ИСХОДНЫЙ ТЕКСТ:
_ _ _ _ _

Эмиль Кардин - Легенды и факты
Документальный факт, мы видим, пребывает в достаточно сложных и тонких отношениях с литературной тканью. Его восприятие, вера в его достоверность зависит и от интонации, с. какой он подается, и от композиции, в которую включается, и от лексики.
Бывает, что настораживает именно тон, сбивает с толку его несоответствие материалу, и лишь потом убеждаешься: такое впечатление явилось потому, что и материал-то не совсем добротен, отношение к фактам не безупречно.
О воспоминаниях А. Кривицкого «Не забуду вовек» (Военное издательство, 1964) сказано немало добрых слов. Книга действительно привлекает живой наблюдательностью автора, как говорится, журналистской хваткой. Судьба газетчика, фронтовые перепутья сводили А. Кривицкого с интересными людьми, командовавшими частями и соединениями нашей армии, делали свидетелем всевозможных событий на фронте и в тылу. Это и предопределило широкий охват воспоминаний, их многочисленные, чаще всего оправданные ответвления и отступления, экскурсы в предвоенное прошлое, выходы в сопредельные темы. Есть в них страницы, где автор выступает первооткрывателем.
Если, скажем, об И. Панфилове мы уже знали из книг и очерков, то честь первого жизнеописания Александра Ильича Лизюкова целиком принадлежит А. Кривицкому. Заслуга автора тем более велика, что генерал Лизюков — из тех военных деятелей, чья яркая и трагическая жизнь, чья высокая доблесть были преданы забвению.

_ _ _ _ _

ЗАДАНИЯ:
[1] Выпишите из текста фрагмент без изменений: начните с места, где стоят слова «Эмиль Кардин - Легенды», и остановитесь после слов «и от лексики.».
[2] Чье жизнеописание, согласно тексту, А. Кривицкий создал первым?

_ _ _ _ _

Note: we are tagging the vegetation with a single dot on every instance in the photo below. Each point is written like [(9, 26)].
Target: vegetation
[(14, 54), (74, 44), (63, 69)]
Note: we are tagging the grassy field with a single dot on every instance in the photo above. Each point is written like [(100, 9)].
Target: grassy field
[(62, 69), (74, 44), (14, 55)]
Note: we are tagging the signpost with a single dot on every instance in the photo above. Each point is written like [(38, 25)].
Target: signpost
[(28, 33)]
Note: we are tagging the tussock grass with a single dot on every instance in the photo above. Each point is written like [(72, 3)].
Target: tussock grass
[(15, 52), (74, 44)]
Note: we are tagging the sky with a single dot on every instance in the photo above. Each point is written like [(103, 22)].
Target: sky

_ _ _ _ _

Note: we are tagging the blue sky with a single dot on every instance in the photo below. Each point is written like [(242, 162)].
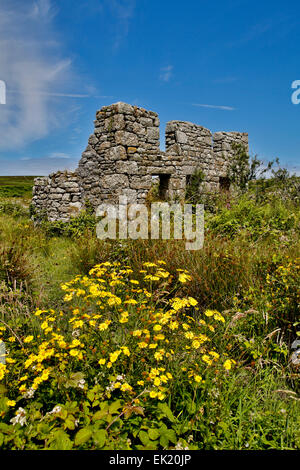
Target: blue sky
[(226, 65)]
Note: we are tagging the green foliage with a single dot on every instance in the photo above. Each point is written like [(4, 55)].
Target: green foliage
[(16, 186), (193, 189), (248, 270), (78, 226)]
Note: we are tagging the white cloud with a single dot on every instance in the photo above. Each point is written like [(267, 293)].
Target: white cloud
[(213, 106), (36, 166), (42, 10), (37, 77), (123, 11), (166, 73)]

_ _ _ _ _

ОТВЕТЫ:
[1]
Эмиль Кардин - Легенды и факты
Документальный факт, мы видим, пребывает в достаточно сложных и тонких отношениях с литературной тканью. Его восприятие, вера в его достоверность зависит и от интонации, с. какой он подается, и от композиции, в которую включается, и от лексики.

[2] Александра Ильича Лизюкова.